__Passage shown__
★ ★ ★ ★ ★
- Born: 5 April 1897 Fluberg, Norway
- Died: 20 February 1972 (aged 74)
- Occupation: Novelist
- Awards: Gyldendal's Endowment

= Ola Viker =

Norwegian novelist and lawyet

Ola Viker (1897–1972) was a Norwegian novelist and lawyer. He wrote a total of eight novels, and was awarded the Gyldendal's Endowment in 1963.

==Personal life and education==
Viker was born in Fluberg, Oppland on 5 April 1897, a son of farmers Harald Viker and Ingeborg Louise Schee. He married Christine Wang in 1930.

After graduating in jurisprudence in 1923, he worked as lawyer in Dokka until 1937. He then took over the family farm from his parents.
★ ★ ★ ★ ★
(Records of labeled boxes)
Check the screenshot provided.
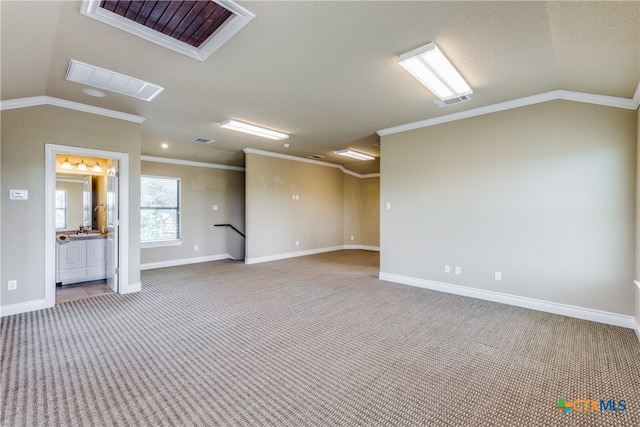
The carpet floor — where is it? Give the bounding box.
[0,250,640,427]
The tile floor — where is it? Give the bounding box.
[56,280,112,304]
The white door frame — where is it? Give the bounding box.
[44,144,131,307]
★ ★ ★ ★ ★
__Written request__
Carry on the Ola Viker biography after its final sentence about the family farm.

__Task output__
==Literary career==
He made his literary debut in 1951 with the novel Gullskoen. His next novels were Månemyra (1953), and Dommerbordet (1955). He wrote a total of eight novels, all with the lawyer "Karl" as protagonist and storyteller. There are tales from ancient times, such as the 1600s or 1700s, about thieves, murderers, horse traders, farm workers, wolf hunters and supersticious women, and events like tragic love stories, hard generation conflicts between fathers and sons, suspicious drowning accidents, and border disputes. His last five novels are Karl Fortelleren from 1960, Ulvegraven (1961), Kilden (1963), which earned him the Riksmål newspaper Frisprogs literary prize, Guttorm den gode (1964), and Frostrøyk og morgenrøde (1968).

He was awarded the Gyldendal's Endowment in 1963.

==Death==
Viker died in Oslo on 20 February 1972, at the age of 74.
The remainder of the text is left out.